# Exercise objective
Give back exactly the lines that run from the line containing "Could you please identify the chair" through the end of the listing below. Leave out every other line.

# Data rows

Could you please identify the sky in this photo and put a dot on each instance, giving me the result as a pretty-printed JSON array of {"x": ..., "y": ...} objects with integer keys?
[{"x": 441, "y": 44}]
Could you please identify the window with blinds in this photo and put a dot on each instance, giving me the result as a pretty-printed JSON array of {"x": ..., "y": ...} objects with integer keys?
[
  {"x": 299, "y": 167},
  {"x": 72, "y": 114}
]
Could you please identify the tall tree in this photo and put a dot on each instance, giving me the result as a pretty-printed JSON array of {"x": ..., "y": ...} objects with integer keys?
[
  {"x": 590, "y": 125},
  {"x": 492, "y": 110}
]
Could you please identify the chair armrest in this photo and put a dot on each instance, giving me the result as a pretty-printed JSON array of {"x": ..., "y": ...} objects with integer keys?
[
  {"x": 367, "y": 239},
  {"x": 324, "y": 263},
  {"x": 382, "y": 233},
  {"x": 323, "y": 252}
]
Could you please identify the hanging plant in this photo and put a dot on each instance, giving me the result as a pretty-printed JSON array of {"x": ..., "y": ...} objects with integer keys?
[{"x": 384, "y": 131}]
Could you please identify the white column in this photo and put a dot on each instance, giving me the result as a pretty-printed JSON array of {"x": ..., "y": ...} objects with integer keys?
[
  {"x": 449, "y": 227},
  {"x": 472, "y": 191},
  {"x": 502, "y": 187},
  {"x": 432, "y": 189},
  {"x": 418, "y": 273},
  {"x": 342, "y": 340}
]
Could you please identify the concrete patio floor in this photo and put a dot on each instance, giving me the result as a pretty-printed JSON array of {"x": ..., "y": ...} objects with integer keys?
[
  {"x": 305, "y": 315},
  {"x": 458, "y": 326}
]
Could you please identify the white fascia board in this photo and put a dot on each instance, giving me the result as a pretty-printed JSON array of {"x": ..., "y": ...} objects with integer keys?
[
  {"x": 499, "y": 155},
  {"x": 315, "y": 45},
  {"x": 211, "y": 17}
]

# Correct answer
Could you please identify the chair armrest in this photo and put a dot on each instance, giving me the result as a pretty-printed JSON array of {"x": ..., "y": ...} objects with integer keys?
[
  {"x": 367, "y": 239},
  {"x": 324, "y": 263},
  {"x": 382, "y": 233},
  {"x": 323, "y": 252}
]
Could you please identify the hanging plant in this photo and put a dot on each instance, giving me the result as a pretty-printed JSON array of {"x": ..., "y": ...} objects with integer keys?
[{"x": 384, "y": 131}]
Could you please identify the white column in this photo and put a dot on each instance, giving me the result as a pretty-printed JSON array of {"x": ..., "y": ...} objects with integer keys?
[
  {"x": 449, "y": 227},
  {"x": 472, "y": 191},
  {"x": 502, "y": 187},
  {"x": 432, "y": 189},
  {"x": 418, "y": 273},
  {"x": 342, "y": 340}
]
Could you please identify the concrete patio floor in this photo and put a dot on each instance, giving me the result as a pretty-printed JSON array of {"x": ..., "y": ...} objects with integer keys?
[
  {"x": 305, "y": 315},
  {"x": 458, "y": 326}
]
Could you please identify the white fascia board in this photo and put a dot on each instance, giving me the result as a pretty-printed JSON array of {"x": ..., "y": ...} objects with integer keys?
[
  {"x": 499, "y": 155},
  {"x": 315, "y": 45},
  {"x": 211, "y": 17}
]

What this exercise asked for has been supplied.